:: Fragmento de página ::
★ ★ ★ ★ ★
La capacidad para identificar y denunciar lo anormal, lo incorrecto y lo inmoral es uno de los grandes logros de la sociedad mexicana durante los años nefastos del peñanietismo. Contrario a lo que ocurría en tiempos de nula rendición de cuentas, cuando la clase política confiaba en la impunidad que otorga el silencio y la desinformación, los mexicanos aprendimos a quejarnos y a señalar, con toda justicia, los desatinos y los abusos del poder. La sociedad civil, las redes sociales y algunos periodistas fueron implacables con las omisiones y las injusticias de Peña Nieto y su círculo más cercano. Exhibieron y reprobaron la corrupción, los excesos en la vida pública y los tropiezos de los poderosos, además de reclamar el engaño vulgar en la Casa Blanca, los abusos sistemáticos de los gobernadores priistas, el descaro en el caso Odebrecht, el intento de censura a ciertas voces en la prensa, el imperdonable descuido en la investigación de Ayotzinapa, la indignidad en la invitación a Donald Trump a visitar Los Pinos y un largo etcétera que, con el paso de los años, derivaría en el repudio generalizado que concluyó en el merecido descrédito de ese proyecto de gobierno.

El proceso democrático requería el valor de señalar, con toda claridad, la injusticia, la conducta poco democrática, la manipulación y, claro, la calumnia. Se trató, pues, de combatir todo aquello que fuera en contra del andamiaje legal, institucional y democrático que tanto había costado construir; todo aquello que no era normal.

Por desgracia, muchas voces que contribuyeron a la denuncia sistemática de lo anormal durante el peñanietismo han preferido abandonar su vocación crítica para sumarse, con entusiasmo inusitado, a las filas del poder en turno. Algunos incluso han enfermado de zalamería, justificando ciegamente los atropellos del nuevo gobierno con el mismo ánimo apologista que antes les hubiera parecido espeluznante. Allá ellos. Para el resto de la sociedad mexicana, el camino al fortalecimiento democrático está en el mismo ejercicio implacable de denuncia que comenzó durante el gobierno de Enrique Peña Nieto. De cara al poder, y mucho más frente al poder casi absoluto que despliega el presidente López Obrador, la obligación está, de nuevo, en la identificación constante de todo lo que no es normal.

En los seis meses desde la elección presidencial, el nuevo gobierno ha incurrido en una larga lista de acciones y decisiones anormales. Las consultas para decidir la cancelación del aeropuerto, el tren maya y otra decena de proyectos no fueron ejercicios democráticos. La democracia directa no es lo mismo que la dirigida y las consultas, que han vulnerado incluso el mínimo rigor, no son normales ni deseables en el fortalecimiento de la confianza en la democracia. El manejo de las consecuencias de la interrupción del aeropuerto tampoco ha sido normal. Vulnerar voluntariamente la estabilidad económica de un país solo para cumplir un capricho político no es aceptable. Tampoco es correcto —ni normal— la constante pelotera que incita el presidente. No reconocer la asimetría elemental entre el poder y quien lo critica no es normal. Tampoco es normal que funcionarios públicos insistan en el protagonismo pugilístico en redes sociales, descalificando a las voces divergentes con un ánimo evidente de amedrentamiento. El poder no está para intimidar a la crítica; está para argumentar con ella desde el respeto y la tolerancia absoluta. Lo contrario, insisto, no es normal.
★ ★ ★ ★ ★
:: Fragmentos de datos ::

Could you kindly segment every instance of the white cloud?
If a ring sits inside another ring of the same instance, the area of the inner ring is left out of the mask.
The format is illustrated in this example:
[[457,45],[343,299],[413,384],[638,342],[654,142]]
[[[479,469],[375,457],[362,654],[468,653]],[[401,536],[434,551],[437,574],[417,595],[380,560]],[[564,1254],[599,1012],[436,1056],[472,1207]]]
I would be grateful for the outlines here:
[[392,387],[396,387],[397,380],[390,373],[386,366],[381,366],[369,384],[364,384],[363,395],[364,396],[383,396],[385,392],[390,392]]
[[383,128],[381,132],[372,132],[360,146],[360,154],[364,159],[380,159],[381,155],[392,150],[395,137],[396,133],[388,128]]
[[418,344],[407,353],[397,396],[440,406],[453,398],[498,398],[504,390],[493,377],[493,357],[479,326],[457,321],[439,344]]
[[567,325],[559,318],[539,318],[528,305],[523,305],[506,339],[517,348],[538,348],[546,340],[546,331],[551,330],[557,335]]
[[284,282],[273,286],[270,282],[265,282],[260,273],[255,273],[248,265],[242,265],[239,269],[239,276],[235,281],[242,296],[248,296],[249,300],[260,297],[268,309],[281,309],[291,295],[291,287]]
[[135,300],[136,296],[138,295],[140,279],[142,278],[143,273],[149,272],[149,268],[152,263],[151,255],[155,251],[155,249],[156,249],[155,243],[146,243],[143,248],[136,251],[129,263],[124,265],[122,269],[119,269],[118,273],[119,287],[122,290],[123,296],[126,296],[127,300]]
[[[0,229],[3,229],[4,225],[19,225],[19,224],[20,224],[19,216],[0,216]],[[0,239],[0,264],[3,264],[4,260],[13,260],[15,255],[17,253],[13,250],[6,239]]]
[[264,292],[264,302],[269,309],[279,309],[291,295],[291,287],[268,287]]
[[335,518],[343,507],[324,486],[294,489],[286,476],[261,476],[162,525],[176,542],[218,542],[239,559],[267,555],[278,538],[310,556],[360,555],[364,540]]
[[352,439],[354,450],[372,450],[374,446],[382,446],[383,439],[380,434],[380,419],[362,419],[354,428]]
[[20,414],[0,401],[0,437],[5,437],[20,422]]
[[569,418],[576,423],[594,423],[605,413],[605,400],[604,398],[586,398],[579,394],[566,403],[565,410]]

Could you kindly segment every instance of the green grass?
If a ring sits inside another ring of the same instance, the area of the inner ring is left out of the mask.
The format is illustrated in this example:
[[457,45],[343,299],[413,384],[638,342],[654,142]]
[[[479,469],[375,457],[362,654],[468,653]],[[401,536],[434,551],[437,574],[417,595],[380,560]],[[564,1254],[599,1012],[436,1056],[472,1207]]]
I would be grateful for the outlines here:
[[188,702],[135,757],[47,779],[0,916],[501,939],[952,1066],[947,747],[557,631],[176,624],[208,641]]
★ ★ ★ ★ ★
:: Ejercicio escrito A ::
Según el artículo, ¿cuántos meses han pasado desde la elección presidencial?
:: Ejercicio escrito B ::
Reproduce al pie de la letra el tramo del listado que va desde la línea que contiene "Could you kindly segment every instance of the green" hasta el final del listado, con ambos extremos incluidos.

:: Respuesta final A ::
Seis meses.

:: Respuesta final B ::
Could you kindly segment every instance of the green grass?
If a ring sits inside another ring of the same instance, the area of the inner ring is left out of the mask.
The format is illustrated in this example:
[[457,45],[343,299],[413,384],[638,342],[654,142]]
[[[479,469],[375,457],[362,654],[468,653]],[[401,536],[434,551],[437,574],[417,595],[380,560]],[[564,1254],[599,1012],[436,1056],[472,1207]]]
I would be grateful for the outlines here:
[[188,702],[135,757],[47,779],[0,916],[501,939],[952,1066],[947,747],[557,631],[176,624],[208,641]]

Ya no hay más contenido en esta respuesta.